### Problem to solve
Please render all of the material below as a numbered list, skipping blank lines and leaving the pictures out.

### Data for this task

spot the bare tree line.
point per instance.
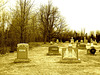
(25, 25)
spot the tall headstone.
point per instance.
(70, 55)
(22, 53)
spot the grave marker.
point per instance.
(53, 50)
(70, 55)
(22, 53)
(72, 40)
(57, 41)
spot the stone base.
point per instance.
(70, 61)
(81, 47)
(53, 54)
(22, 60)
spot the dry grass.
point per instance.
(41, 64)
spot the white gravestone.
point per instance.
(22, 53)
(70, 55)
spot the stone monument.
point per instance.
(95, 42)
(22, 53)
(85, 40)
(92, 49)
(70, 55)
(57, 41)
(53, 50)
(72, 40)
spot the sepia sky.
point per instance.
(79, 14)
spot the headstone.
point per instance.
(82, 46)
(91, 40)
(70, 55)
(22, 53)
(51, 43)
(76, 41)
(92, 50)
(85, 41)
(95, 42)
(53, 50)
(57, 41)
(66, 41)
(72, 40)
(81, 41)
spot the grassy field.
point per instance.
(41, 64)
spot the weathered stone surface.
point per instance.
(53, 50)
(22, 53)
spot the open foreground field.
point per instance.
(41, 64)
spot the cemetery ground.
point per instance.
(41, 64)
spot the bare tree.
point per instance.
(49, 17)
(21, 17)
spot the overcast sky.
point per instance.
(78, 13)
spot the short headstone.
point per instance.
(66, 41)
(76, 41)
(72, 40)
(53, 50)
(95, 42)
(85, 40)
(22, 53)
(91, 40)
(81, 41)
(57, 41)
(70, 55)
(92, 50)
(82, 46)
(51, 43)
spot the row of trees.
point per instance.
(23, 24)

### The output
1. spot the bare tree line.
2. point per instance.
3. (25, 25)
4. spot the tall headstone.
5. point per instance.
6. (70, 55)
7. (22, 53)
8. spot the grave marker.
9. point per instance.
10. (53, 50)
11. (70, 55)
12. (22, 53)
13. (72, 40)
14. (57, 41)
15. spot the stone base.
16. point per instance.
17. (70, 61)
18. (81, 47)
19. (53, 54)
20. (22, 60)
21. spot the dry grass.
22. point per instance.
23. (41, 64)
24. spot the white gravestone.
25. point per instance.
26. (22, 53)
27. (70, 55)
28. spot the stone monument.
29. point per instance.
30. (95, 42)
31. (22, 53)
32. (85, 40)
33. (92, 49)
34. (70, 55)
35. (57, 41)
36. (53, 50)
37. (72, 40)
38. spot the sepia sky.
39. point per instance.
40. (79, 14)
41. spot the headstone.
42. point per instance.
43. (82, 46)
44. (91, 40)
45. (70, 55)
46. (22, 53)
47. (51, 43)
48. (76, 41)
49. (92, 50)
50. (85, 41)
51. (95, 42)
52. (53, 50)
53. (57, 41)
54. (66, 41)
55. (72, 40)
56. (81, 41)
57. spot the grassy field.
58. point per instance.
59. (41, 64)
60. spot the weathered stone surface.
61. point per instance.
62. (53, 50)
63. (22, 53)
64. spot the open foreground field.
65. point per instance.
66. (41, 64)
67. spot the cemetery ground.
68. point per instance.
69. (41, 64)
70. spot the bare tree.
71. point per instance.
72. (49, 17)
73. (21, 17)
74. spot the overcast sky.
75. point per instance.
76. (78, 13)
77. spot the short headstone.
78. point per instance.
79. (66, 41)
80. (76, 41)
81. (72, 40)
82. (53, 50)
83. (95, 42)
84. (85, 40)
85. (22, 53)
86. (91, 40)
87. (81, 41)
88. (57, 41)
89. (70, 55)
90. (92, 50)
91. (82, 46)
92. (51, 43)
93. spot the row of trees.
94. point per instance.
95. (23, 24)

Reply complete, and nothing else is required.